---------- ENTRIES SHOWN

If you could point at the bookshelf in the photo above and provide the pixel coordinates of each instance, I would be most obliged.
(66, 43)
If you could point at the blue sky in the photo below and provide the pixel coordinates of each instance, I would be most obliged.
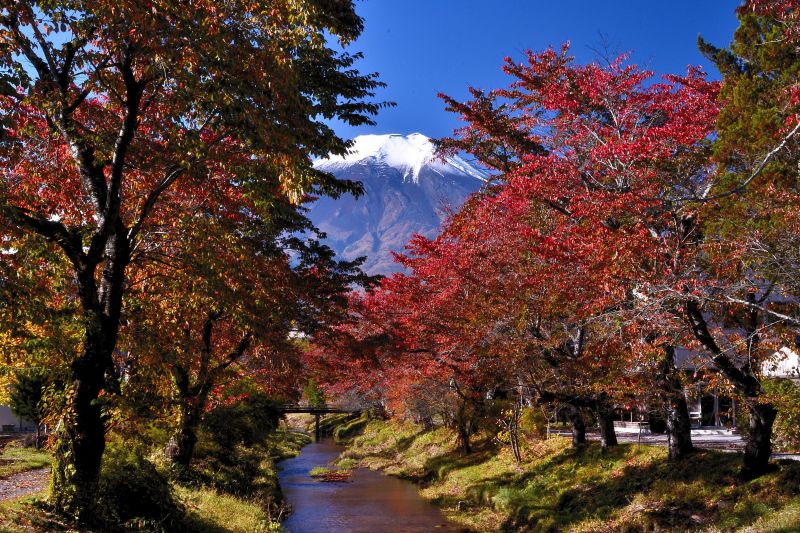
(421, 47)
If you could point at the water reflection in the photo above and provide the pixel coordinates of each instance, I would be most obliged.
(371, 503)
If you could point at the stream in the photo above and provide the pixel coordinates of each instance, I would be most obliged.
(370, 503)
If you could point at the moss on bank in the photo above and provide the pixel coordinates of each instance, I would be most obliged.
(630, 488)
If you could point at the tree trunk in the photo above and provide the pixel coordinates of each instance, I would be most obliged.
(758, 448)
(80, 443)
(578, 429)
(180, 449)
(679, 428)
(605, 419)
(679, 425)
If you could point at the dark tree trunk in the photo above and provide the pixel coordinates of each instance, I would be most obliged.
(758, 448)
(80, 440)
(605, 419)
(463, 438)
(578, 429)
(180, 449)
(679, 426)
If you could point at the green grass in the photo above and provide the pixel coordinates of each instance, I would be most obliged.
(211, 511)
(14, 460)
(629, 488)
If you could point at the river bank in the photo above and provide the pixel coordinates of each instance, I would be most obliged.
(367, 502)
(630, 488)
(216, 500)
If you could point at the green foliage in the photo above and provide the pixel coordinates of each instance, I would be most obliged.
(627, 488)
(27, 395)
(785, 395)
(533, 423)
(350, 428)
(247, 422)
(14, 460)
(212, 511)
(132, 493)
(314, 395)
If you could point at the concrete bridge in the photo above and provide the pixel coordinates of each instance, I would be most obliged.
(317, 412)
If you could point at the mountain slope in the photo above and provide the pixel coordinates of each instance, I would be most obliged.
(407, 191)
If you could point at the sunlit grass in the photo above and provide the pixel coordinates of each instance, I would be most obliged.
(557, 488)
(209, 510)
(14, 460)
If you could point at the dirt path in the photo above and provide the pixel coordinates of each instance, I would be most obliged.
(24, 483)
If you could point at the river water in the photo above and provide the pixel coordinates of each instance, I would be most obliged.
(370, 503)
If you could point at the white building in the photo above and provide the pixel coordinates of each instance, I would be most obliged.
(11, 422)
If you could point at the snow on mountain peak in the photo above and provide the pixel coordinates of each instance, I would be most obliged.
(408, 153)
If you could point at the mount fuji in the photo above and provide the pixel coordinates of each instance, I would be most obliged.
(408, 190)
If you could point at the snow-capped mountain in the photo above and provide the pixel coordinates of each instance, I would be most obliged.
(407, 191)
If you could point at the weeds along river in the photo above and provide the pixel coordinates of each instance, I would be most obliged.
(370, 503)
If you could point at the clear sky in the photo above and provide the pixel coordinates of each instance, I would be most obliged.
(421, 47)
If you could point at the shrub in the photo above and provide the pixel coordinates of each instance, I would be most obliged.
(133, 495)
(533, 423)
(248, 422)
(785, 395)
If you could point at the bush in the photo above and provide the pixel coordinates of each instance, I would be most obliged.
(785, 395)
(133, 495)
(247, 422)
(533, 423)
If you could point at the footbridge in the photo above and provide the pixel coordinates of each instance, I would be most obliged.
(317, 412)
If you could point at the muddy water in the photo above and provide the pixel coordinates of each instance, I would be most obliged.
(370, 503)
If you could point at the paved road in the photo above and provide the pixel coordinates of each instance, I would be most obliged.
(24, 483)
(724, 441)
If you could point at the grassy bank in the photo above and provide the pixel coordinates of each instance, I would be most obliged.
(555, 488)
(241, 495)
(16, 459)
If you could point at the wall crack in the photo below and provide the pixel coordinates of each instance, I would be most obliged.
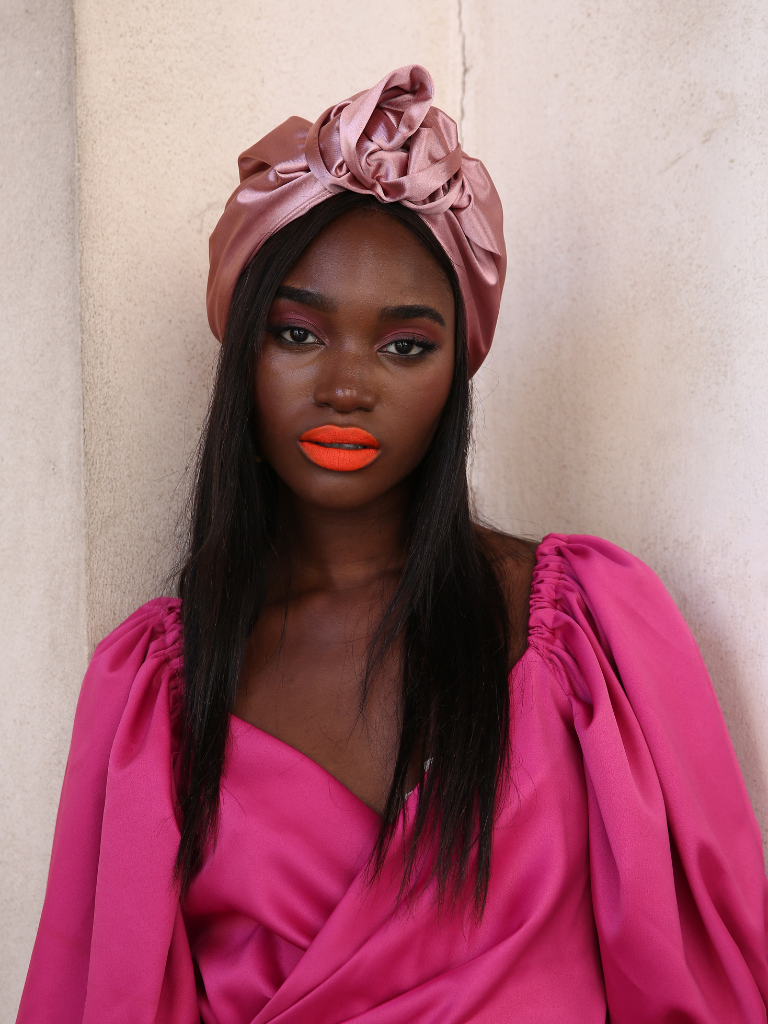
(465, 68)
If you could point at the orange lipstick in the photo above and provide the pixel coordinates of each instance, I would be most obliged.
(340, 449)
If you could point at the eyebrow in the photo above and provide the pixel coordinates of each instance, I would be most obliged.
(413, 312)
(306, 298)
(315, 300)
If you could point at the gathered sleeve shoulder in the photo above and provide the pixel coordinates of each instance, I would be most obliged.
(678, 879)
(109, 946)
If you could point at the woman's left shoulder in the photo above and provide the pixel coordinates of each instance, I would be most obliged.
(609, 593)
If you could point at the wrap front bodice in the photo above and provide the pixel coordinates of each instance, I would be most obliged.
(627, 864)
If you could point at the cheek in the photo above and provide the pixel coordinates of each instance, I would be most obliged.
(274, 395)
(417, 412)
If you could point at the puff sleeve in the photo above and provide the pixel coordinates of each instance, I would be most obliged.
(676, 860)
(111, 946)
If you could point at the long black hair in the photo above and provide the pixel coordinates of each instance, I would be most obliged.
(446, 623)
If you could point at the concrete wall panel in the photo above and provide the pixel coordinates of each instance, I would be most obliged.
(168, 96)
(627, 393)
(42, 541)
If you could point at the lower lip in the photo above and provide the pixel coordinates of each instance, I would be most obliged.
(338, 459)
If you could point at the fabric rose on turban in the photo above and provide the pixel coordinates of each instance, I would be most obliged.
(389, 142)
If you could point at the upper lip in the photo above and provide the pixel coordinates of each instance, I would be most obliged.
(329, 434)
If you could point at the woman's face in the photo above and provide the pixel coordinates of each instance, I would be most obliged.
(360, 336)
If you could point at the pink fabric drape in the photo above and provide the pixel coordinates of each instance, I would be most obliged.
(628, 869)
(391, 143)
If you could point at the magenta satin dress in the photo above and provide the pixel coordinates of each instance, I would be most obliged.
(628, 873)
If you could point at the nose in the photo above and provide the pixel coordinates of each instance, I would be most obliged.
(345, 381)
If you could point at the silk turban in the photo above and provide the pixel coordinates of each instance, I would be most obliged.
(389, 142)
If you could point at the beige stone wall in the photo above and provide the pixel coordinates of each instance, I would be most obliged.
(627, 394)
(168, 95)
(42, 543)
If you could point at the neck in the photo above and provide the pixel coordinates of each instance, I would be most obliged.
(341, 549)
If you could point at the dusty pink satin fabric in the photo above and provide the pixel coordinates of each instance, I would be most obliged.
(628, 867)
(390, 142)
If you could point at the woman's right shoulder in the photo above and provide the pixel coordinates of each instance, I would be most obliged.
(139, 656)
(157, 621)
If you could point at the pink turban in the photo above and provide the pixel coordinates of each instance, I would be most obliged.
(389, 142)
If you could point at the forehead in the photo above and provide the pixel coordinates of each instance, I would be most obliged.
(370, 254)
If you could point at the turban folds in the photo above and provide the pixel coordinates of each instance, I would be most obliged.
(389, 142)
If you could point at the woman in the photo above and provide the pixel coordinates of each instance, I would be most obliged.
(379, 763)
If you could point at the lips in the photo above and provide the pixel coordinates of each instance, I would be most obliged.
(340, 449)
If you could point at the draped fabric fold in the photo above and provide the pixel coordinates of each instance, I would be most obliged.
(389, 142)
(627, 870)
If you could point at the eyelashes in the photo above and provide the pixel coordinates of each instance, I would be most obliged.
(408, 347)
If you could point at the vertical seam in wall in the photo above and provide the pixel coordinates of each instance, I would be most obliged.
(79, 262)
(463, 45)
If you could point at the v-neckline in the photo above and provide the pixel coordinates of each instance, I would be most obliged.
(269, 737)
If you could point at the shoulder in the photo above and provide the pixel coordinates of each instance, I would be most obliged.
(587, 587)
(513, 559)
(139, 654)
(157, 620)
(606, 576)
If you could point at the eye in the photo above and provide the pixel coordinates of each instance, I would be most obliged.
(408, 347)
(297, 336)
(293, 335)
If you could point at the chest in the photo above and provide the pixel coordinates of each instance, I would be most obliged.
(301, 682)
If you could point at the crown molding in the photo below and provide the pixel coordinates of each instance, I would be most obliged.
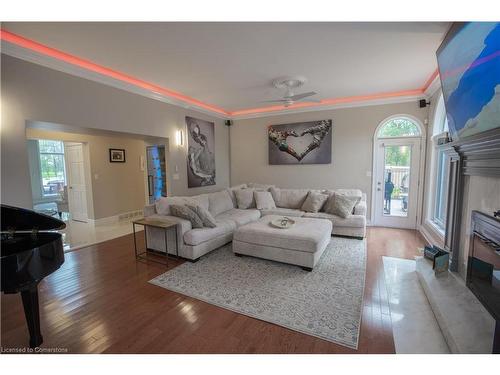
(433, 86)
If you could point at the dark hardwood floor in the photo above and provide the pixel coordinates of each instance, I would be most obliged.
(100, 301)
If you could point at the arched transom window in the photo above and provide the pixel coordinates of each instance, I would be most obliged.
(399, 127)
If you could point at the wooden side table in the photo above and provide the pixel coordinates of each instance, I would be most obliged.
(166, 226)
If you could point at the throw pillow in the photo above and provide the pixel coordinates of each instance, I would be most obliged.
(314, 202)
(264, 200)
(341, 205)
(257, 186)
(205, 216)
(245, 198)
(219, 202)
(185, 212)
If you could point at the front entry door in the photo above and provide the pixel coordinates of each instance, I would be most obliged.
(396, 178)
(77, 194)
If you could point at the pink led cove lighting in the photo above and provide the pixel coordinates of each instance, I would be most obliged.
(88, 65)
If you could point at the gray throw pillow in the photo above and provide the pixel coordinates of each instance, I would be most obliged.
(245, 198)
(314, 202)
(205, 216)
(185, 212)
(341, 205)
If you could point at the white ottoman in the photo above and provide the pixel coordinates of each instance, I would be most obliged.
(301, 244)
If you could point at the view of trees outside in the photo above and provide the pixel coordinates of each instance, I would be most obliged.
(397, 158)
(51, 165)
(399, 127)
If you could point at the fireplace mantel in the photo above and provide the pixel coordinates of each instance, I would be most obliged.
(478, 155)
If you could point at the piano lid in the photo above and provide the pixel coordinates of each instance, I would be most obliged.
(21, 219)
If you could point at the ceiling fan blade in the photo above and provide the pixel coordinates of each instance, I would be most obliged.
(301, 96)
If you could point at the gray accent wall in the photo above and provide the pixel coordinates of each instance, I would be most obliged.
(31, 92)
(352, 148)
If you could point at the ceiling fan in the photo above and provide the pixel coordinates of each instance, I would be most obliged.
(289, 84)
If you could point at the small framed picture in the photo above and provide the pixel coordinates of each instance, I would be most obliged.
(116, 155)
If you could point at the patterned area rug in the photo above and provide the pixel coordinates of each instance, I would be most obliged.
(325, 303)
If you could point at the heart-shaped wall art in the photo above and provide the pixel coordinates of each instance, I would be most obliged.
(300, 144)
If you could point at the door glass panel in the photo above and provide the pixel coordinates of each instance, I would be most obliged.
(396, 180)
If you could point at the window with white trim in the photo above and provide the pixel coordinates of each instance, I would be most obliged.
(52, 171)
(441, 167)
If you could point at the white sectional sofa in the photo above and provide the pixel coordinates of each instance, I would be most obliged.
(194, 243)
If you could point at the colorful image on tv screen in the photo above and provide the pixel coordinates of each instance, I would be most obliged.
(469, 66)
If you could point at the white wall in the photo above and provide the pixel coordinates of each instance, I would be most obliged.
(353, 131)
(32, 92)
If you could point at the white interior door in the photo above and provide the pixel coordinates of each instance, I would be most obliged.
(77, 194)
(396, 182)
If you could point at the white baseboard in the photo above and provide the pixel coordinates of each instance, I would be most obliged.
(117, 218)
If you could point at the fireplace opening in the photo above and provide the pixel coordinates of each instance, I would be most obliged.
(483, 269)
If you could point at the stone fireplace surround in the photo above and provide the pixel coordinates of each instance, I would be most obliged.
(474, 184)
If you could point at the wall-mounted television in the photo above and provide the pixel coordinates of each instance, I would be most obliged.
(469, 68)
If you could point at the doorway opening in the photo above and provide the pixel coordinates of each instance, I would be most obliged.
(58, 183)
(396, 175)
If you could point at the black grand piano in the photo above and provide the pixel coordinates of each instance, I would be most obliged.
(29, 252)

--------------------

Copy exactly the lines of the listing above, beginning at the line with "If you could point at the stone" and ending at its final line; write out nothing else.

### COMPLETED EXERCISE
If you could point at the stone fireplace surround in the photo above and provide the pixel coordinates of each instance, I would be most obliged.
(474, 184)
If you could point at the wall-mounted television in the photo above and provide the pixel coordinates of each instance, I would be most obliged.
(469, 68)
If you could point at the doorway opening in the photo above and provide the pixel coordinates of each instance, I would be most obliged.
(58, 183)
(396, 175)
If you could point at the black grand piano in the photo above and provide the pixel coordinates of each instance, I would be most obliged.
(29, 252)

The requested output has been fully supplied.